=== Exercise details ===
Please retype the records below exactly, omitting any images.

** Opening Task data block **

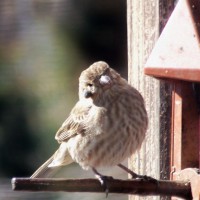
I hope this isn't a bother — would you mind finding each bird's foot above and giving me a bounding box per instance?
[117,164,157,183]
[95,174,113,198]
[132,174,158,184]
[92,167,113,197]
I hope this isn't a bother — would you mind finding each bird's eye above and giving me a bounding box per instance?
[99,75,111,85]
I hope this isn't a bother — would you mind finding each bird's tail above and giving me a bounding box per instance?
[30,153,59,178]
[30,143,74,178]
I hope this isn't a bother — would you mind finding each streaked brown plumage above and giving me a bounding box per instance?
[31,61,148,179]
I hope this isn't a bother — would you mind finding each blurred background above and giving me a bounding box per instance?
[0,0,127,199]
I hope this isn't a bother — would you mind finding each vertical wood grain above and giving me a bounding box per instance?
[127,0,175,199]
[127,1,160,200]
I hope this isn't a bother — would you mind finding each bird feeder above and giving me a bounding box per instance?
[145,0,200,198]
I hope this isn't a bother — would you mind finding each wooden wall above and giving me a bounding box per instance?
[127,0,175,199]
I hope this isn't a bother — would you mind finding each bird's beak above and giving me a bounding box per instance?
[83,84,97,98]
[84,90,93,98]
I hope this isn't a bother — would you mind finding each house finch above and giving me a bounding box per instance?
[31,61,148,180]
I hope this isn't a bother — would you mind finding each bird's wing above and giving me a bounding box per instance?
[55,100,92,143]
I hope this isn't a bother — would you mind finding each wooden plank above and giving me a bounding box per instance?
[144,68,200,83]
[127,0,176,199]
[127,0,160,200]
[171,82,183,181]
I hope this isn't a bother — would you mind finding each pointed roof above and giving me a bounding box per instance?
[145,0,200,82]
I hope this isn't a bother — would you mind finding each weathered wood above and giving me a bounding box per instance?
[11,177,192,199]
[176,168,200,200]
[127,0,176,200]
[127,0,160,199]
[158,5,175,200]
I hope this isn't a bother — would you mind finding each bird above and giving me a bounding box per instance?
[30,61,148,183]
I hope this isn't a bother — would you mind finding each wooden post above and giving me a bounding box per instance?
[127,1,160,200]
[127,0,175,199]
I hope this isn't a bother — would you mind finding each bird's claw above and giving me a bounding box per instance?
[132,174,158,183]
[95,174,113,198]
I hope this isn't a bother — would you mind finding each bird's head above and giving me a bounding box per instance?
[79,61,121,102]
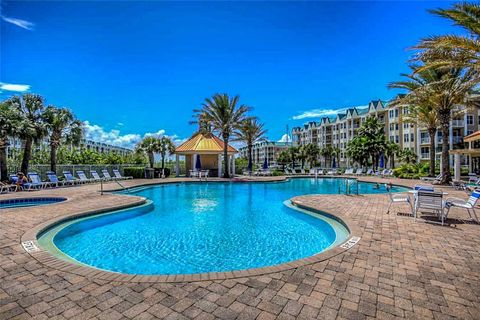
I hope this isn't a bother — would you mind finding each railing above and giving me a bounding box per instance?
[338,178,359,195]
[452,120,464,127]
[420,138,430,144]
[101,179,129,195]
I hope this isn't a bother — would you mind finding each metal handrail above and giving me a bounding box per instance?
[100,179,129,195]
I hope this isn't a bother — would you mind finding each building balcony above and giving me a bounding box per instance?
[452,120,464,127]
[420,138,430,144]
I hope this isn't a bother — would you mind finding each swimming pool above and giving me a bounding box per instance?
[1,197,66,209]
[38,178,404,275]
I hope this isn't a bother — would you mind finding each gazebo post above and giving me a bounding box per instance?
[232,155,235,177]
[175,154,180,177]
[454,153,461,181]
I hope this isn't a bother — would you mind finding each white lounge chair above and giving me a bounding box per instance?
[46,171,66,187]
[63,171,80,185]
[190,170,200,178]
[344,168,354,175]
[101,169,115,181]
[113,169,132,180]
[90,170,105,182]
[420,174,442,183]
[28,172,53,189]
[0,181,17,193]
[77,170,97,183]
[445,190,480,223]
[365,169,374,175]
[355,168,363,175]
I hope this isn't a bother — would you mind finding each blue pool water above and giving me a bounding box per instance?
[39,178,404,275]
[0,197,66,209]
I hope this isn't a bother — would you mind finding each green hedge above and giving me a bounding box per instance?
[124,167,145,179]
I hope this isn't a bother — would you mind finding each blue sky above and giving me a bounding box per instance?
[1,1,458,148]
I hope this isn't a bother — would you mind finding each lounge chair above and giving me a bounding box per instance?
[468,173,478,184]
[365,169,374,175]
[444,190,480,223]
[27,172,52,189]
[284,168,290,175]
[77,170,97,183]
[63,171,80,185]
[189,170,200,178]
[450,180,467,191]
[46,171,66,187]
[300,169,306,175]
[327,169,337,175]
[309,168,316,176]
[113,169,132,180]
[355,168,363,176]
[0,181,17,193]
[415,190,445,224]
[90,170,104,182]
[420,174,442,183]
[344,168,354,175]
[101,169,115,181]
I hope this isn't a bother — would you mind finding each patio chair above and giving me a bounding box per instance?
[101,169,115,181]
[27,172,52,189]
[468,173,478,184]
[415,190,445,224]
[365,169,374,175]
[200,169,209,180]
[444,190,480,223]
[76,170,96,183]
[300,169,306,175]
[46,171,66,187]
[355,168,363,175]
[309,168,316,176]
[113,169,132,180]
[63,171,80,185]
[344,168,354,175]
[90,170,104,182]
[190,170,200,178]
[450,180,467,191]
[386,186,412,215]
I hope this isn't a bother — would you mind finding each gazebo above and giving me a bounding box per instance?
[450,130,480,180]
[174,132,238,177]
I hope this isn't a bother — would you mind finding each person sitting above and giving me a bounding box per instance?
[16,172,28,188]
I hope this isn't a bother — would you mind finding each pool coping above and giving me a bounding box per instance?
[20,177,399,283]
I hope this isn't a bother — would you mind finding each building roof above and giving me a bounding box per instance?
[464,130,480,143]
[175,132,238,155]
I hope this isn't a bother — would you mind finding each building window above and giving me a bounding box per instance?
[404,134,409,142]
[467,115,474,125]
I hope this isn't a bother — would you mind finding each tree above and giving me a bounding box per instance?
[320,146,333,167]
[287,146,299,169]
[42,106,83,172]
[385,141,400,169]
[0,102,22,180]
[398,148,417,165]
[331,147,341,167]
[201,94,250,178]
[277,150,291,170]
[355,116,387,169]
[7,94,47,173]
[235,118,267,172]
[304,143,320,168]
[389,66,441,176]
[157,136,176,169]
[415,2,480,73]
[297,145,308,169]
[346,137,369,168]
[136,137,160,168]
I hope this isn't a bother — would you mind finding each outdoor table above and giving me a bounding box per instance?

** Closing Task data block **

=== Response to this exercise ===
I hope this isn't a bother — would you mind finding each bird's foot above and giving me a bounding box per instance?
[117,164,157,183]
[95,174,113,198]
[132,174,158,184]
[92,167,113,197]
I hope this isn't a bother — would you mind finding each bird's eye above and giving me a bounding box per instance?
[99,75,111,85]
I hope this isn't a bother — would you mind finding each bird's tail above and giving me a bounding box per instance?
[30,153,59,178]
[30,143,74,178]
I hope this isn't a bother — would you mind finding each streaked brown plumage above and giving me a bounding box per instance?
[31,61,148,179]
I hope this isn't a bother — would you mind finding each blurred background above and giving me a bounding box per instance?
[0,0,127,199]
I hope this isn't a bother — would you mind finding each vertical wood grain above and giving me a bounding box per instance?
[127,0,175,199]
[127,1,160,200]
I hope this isn't a bother — would you mind finding each bird feeder above and giving me a bounding box per instance?
[145,0,200,198]
I hope this isn't a bother — would you mind finding each wooden wall above and giving me a bounding box per instance?
[127,0,175,199]
I hope this isn't a bother — would you mind finding each bird's beak above and giving me a bounding box per instance?
[83,84,97,98]
[84,90,93,98]
I hope this isn't a bother — would you mind finding each house finch above and giving me a bounding box per instance?
[31,61,148,180]
I hope this isn't a bother — would you mind finding each bird's wing above and giving me a bounding box per instance?
[55,100,92,143]
I hope this isn't a bother — would you mind finding each wooden plank above and giving me a bounding box per instance?
[144,68,200,83]
[127,0,176,199]
[127,0,160,200]
[171,82,183,181]
I hope this isn't a bother — would you mind finding each pointed roof above and giving me a bounding box per instance?
[145,0,200,82]
I hope this isn't a bother — would you mind finding each weathered wood above and giving me a bounding box per instance?
[11,177,192,199]
[176,168,200,200]
[127,0,176,200]
[127,0,160,199]
[158,5,175,200]
I hope this isn't a bother — would you mind finding each bird above and giving me a bounding box per instance?
[30,61,148,183]
I hope this isn't a bother — would you mind finding each wooden post above and giving me a bounding box per instance?
[127,1,160,200]
[127,0,175,199]
I hope this isn't a bother — would you mind finding each bird's claw above and giving me a bounding box per instance?
[132,174,158,183]
[95,174,113,198]
I hope this isn't a bother — would you mind finding each bird's head above and giving me a bounding box per instance?
[79,61,121,102]
I hope this isn't a bother — would you mind finding each railing above and giving me a bounding box per instance?
[338,178,359,195]
[452,120,464,127]
[420,138,430,144]
[101,179,129,195]
I hope this isn't a bother — would you mind finding each metal handrail above and giving me a bounding box per instance?
[100,179,129,195]
I hope this isn't a bother — would you mind finding each building balcony above and giving me a bounding box per instance?
[452,120,464,127]
[420,138,430,144]
I hope this isn't a bother — would you mind finding each swimming pool above and giving me a bounding box per instance?
[1,197,66,209]
[38,178,404,275]
I hope this isn't a bother — would you mind finding each gazebo post above and giving me a bounding box per instance?
[232,155,235,177]
[175,154,180,177]
[454,153,461,181]
I hope this isn't a bother — would you mind finding each white lounge chair above and giving me a bounding box per instance?
[46,171,66,187]
[63,171,80,185]
[190,170,200,178]
[344,168,354,175]
[101,169,115,181]
[113,169,132,180]
[90,170,105,182]
[420,174,442,183]
[28,172,53,189]
[0,181,17,193]
[77,170,97,183]
[445,190,480,223]
[365,169,374,175]
[355,168,363,175]
I hope this isn't a bother — would you mind finding each blue pool water above and giving me a bounding box per instance?
[39,178,404,275]
[0,197,66,209]
I hope this isn't a bother — would you mind finding each green hedge above and giving me a bounding box per instance?
[124,167,145,179]
I hope this isn't a bother — would you mind finding each blue sky above and giving me a bounding box per instance?
[1,1,458,148]
I hope this isn't a bother — would you mind finding each lounge chair above and giving me a bounding box per instance?
[468,173,478,184]
[365,169,374,175]
[444,190,480,223]
[27,172,52,189]
[284,168,290,175]
[77,170,97,183]
[63,171,80,185]
[189,170,200,178]
[450,180,467,191]
[46,171,66,187]
[300,169,306,175]
[327,169,337,175]
[309,168,316,176]
[113,169,132,180]
[355,168,363,176]
[0,181,17,193]
[415,190,445,224]
[90,170,104,182]
[420,174,442,183]
[344,168,354,175]
[101,169,115,181]
I hope this isn't a bother — would you mind finding each patio chair above and giving me a bounding box per instance?
[101,169,115,181]
[27,172,52,189]
[468,173,478,184]
[415,190,445,224]
[365,169,374,175]
[200,169,209,180]
[444,190,480,223]
[76,170,96,183]
[300,169,306,175]
[46,171,66,187]
[355,168,363,175]
[309,168,316,176]
[113,169,132,180]
[63,171,80,185]
[344,168,354,175]
[90,170,104,182]
[190,170,200,178]
[450,180,467,191]
[386,186,412,215]
I hope this isn't a bother — would you mind finding each gazebo above and giving me a bounding box per instance?
[450,130,480,180]
[174,132,238,177]
I hope this isn't a bother — would you mind finding each person sitting above and giving me a bounding box per instance?
[16,172,28,188]
I hope this isn't a bother — would you mind finding each pool coping above and giving me a bounding box per instance?
[20,177,399,283]
I hope this isn't a bother — would you mind finding each building roof above and giving me a bounding box per instance?
[464,130,480,143]
[175,132,238,155]
I hope this isn't a bother — would you mind finding each building window above and giving me a bounding box per instance?
[404,134,409,142]
[467,115,474,125]
I hope this isn't a bother — would you mind finding each tree above and giving me a bounding box per instance?
[320,146,333,167]
[287,146,299,169]
[42,106,83,172]
[385,141,400,169]
[0,102,22,180]
[398,148,417,165]
[331,147,341,167]
[201,94,250,178]
[277,150,291,170]
[355,116,387,169]
[7,94,47,173]
[235,118,267,172]
[304,143,320,168]
[389,66,441,176]
[157,136,176,169]
[415,2,480,73]
[297,145,308,169]
[346,137,369,168]
[136,137,160,168]
I hope this isn't a bother — would you mind finding each outdoor table above and giving me a bounding box per instance?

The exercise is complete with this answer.